#### [Der Text]
Die Schreibsoftware Mellel in der Buchproduktion
2. Dezember 2012
Für das Projekt #webtypobuch galt es vor einigen Wochen ein paar kniffelige Entscheidungen zu treffen, die auch den Produktionsprozess betreffen. Abgesehen davon, dass ich keine Routine darin habe, Bücher zu setzen und drucken zu lassen, gab es hier ein paar besondere Fallstricke:
- Das Werk ist primär als »echtes« E-Book konzipiert und muss von daher in HTML gut abbildbar sein. Zeilenlänge, Seitenumbrüche und dergleichen sind flexibel zu gestalten.
- Gleichzeitig muss ein Werk über Typografie auch in gedruckter Buchform (und in der starren PDF-Version) eine überzeugende Figur machen
- Ich möchte den Text des Buches update-fähig halten, um im Idealfall auf Knopfdruck korrigierte oder erweiterte Versionen für alle Medien erstellen zu können.
Dieser hehre Anspruch ist leider nicht ganz aufgegangen. Die Idee war, die Schreibsoftware Mellel für Mac OS X zu verwenden, um einerseits die Druckvariante des Buches zu setzen und zu layouten. Andererseits plante ich, das Mellel-Dokument als Datenquelle zu verwenden, um daraus unkompliziert die HTML- und EPUB-Version stricken zu können. The Truth is in the .mellel
Die Chancen standen zunächst auch gar nicht schlecht! Mellel ist nämlich eine außerordentlich stabile und flinke Software, mit der es sich sehr schön arbeiten lässt. Abstürze sind extrem selten (ich habe nur einen einzigen erlebt), es wird viel OS-X-eigene Funktionalität verwendet, alles fühlt sich toll an. Das Mellel-Dateiformat ist praktischerweise nichts weiter als eine getarnte ZIP-Datei, die zum einen ein klar strukturiertes XML mit dem gesamten Textinhalt enthält; zum anderen alle Bilddateien in unveränderter Form, wie ich sie eingefügt habe.

#### [Details zur Aufgabe]
Schreib den Text oben über Mellel in der Buchproduktion weiter, direkt nach seinem letzten Satz.

#### [Gesammelte Angaben]

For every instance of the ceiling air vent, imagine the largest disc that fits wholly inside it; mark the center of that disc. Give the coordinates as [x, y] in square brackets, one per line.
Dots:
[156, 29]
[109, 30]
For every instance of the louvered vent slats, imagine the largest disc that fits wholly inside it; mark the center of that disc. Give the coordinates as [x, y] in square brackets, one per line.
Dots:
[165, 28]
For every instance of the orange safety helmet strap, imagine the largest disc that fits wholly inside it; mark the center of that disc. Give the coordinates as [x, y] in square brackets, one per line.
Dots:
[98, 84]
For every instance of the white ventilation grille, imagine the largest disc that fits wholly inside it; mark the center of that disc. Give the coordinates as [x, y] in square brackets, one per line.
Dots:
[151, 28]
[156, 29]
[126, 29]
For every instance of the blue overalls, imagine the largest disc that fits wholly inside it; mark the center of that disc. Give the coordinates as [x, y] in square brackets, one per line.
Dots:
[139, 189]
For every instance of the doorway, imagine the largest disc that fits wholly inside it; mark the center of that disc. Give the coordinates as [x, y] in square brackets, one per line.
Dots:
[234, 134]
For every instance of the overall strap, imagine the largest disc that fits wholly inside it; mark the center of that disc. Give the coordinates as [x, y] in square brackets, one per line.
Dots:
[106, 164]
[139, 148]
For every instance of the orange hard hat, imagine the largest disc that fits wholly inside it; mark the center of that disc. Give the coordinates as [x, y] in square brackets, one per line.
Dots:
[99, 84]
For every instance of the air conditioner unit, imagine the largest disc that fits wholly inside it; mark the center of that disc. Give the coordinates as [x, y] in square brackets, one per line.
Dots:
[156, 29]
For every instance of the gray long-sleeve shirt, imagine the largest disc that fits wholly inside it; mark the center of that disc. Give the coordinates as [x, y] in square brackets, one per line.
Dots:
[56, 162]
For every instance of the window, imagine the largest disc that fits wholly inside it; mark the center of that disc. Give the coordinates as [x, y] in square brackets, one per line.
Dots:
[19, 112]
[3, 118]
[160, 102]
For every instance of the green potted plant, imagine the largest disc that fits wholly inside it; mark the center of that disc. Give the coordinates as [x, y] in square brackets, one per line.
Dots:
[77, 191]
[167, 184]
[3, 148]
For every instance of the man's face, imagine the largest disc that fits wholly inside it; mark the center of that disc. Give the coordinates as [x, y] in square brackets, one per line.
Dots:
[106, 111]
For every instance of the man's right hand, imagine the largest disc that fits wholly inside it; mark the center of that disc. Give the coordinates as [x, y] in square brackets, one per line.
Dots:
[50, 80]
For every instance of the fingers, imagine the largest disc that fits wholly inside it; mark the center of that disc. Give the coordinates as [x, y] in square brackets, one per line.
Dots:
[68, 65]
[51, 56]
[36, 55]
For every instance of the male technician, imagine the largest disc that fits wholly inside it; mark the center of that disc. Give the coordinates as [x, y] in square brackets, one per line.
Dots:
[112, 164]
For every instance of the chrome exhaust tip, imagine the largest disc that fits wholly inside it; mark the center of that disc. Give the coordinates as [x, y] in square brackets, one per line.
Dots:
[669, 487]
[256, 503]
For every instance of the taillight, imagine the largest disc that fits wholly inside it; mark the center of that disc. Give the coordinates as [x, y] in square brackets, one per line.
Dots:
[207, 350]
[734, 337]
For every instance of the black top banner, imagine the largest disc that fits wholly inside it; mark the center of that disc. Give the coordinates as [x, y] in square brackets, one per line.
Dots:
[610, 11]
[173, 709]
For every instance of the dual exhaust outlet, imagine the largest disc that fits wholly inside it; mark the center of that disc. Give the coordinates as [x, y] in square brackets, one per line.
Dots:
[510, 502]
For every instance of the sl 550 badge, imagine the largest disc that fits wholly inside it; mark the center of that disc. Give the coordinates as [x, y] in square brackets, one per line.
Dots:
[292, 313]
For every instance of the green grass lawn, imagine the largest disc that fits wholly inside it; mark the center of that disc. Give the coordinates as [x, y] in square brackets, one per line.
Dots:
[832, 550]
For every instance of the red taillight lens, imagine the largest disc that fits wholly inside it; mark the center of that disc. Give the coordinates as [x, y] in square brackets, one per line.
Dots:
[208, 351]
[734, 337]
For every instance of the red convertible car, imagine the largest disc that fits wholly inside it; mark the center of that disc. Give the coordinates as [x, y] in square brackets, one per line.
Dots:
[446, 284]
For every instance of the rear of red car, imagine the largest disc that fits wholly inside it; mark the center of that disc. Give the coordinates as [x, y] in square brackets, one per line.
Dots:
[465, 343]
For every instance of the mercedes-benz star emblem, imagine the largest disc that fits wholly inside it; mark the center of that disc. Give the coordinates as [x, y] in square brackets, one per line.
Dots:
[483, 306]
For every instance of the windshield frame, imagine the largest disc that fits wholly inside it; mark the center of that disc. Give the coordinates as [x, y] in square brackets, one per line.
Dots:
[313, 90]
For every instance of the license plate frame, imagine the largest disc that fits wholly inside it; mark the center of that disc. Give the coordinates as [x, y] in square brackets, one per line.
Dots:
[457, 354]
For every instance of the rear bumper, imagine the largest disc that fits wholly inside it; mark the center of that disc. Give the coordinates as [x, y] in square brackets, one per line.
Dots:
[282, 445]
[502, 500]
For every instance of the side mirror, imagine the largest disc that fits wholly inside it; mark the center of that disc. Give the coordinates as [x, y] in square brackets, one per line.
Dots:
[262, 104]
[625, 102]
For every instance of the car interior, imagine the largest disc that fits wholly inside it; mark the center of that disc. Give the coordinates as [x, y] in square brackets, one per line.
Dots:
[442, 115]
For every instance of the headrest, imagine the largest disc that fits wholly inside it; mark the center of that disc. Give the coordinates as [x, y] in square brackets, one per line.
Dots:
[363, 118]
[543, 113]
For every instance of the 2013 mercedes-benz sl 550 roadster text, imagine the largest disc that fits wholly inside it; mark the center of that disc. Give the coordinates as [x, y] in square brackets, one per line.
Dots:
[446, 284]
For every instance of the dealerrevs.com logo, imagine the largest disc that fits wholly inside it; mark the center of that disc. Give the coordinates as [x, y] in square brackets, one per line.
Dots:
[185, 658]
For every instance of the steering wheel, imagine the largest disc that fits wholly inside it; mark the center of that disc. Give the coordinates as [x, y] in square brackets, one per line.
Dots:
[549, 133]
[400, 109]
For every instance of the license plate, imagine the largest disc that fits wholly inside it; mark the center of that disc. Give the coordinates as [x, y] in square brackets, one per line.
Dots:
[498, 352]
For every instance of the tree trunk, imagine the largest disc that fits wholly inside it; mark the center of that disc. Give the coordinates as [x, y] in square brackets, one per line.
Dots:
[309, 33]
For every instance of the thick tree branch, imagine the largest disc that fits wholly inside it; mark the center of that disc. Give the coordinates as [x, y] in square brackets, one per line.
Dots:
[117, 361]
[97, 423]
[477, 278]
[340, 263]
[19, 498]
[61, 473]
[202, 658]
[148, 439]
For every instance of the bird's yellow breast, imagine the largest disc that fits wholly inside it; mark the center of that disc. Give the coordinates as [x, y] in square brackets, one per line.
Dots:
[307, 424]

#### [Ergebnis der Aufgabe]
Aus dem XML lässt sich per AppleScript ein ziemlich sauberes HTML-Dokument erstellen, welches nur noch ein kleines bisschen Suchen&Ersetzen-Liebe benötigt. Und PDFs zum Druck sind auch kein Problem, schließlich leben wir ja unter OS X im PDF-Schlaraffenland.
Dachte ich.
Die Probleme kamen, wie immer, zu eher ungünstigen Zeitpunkten und betreffen vor allem den Print-Bereich. Denn so großartig Mellel für jede Form von wissenschaftlichen Arbeiten sein mag, so bröckeln die Detailfähigkeiten dahin, wenn es um speziellere Aspekte der Buchgestaltung geht. Ein Auszug der Probleme:
- In Mellel lässt sich die Laufweite von Schrift nicht anpassen.
- Die Silbentrennung/Blocksatz-Funktion betrachtet keine ganzen Absätze, sondern nur die einzelne Zeile.
- Eigene Silbentrennungs-Regeln lassen sind nur umständlich eintragen
- Seitennummern lassen sich nur auf der allerersten Seite weglassen, nicht aber auf der zweiten, dritten oder vierten. Beim #webtypobuch sollen die Seitennummern aber erst auf Seite 7 beginnen. Das musste ich manuell im PDF anpassen.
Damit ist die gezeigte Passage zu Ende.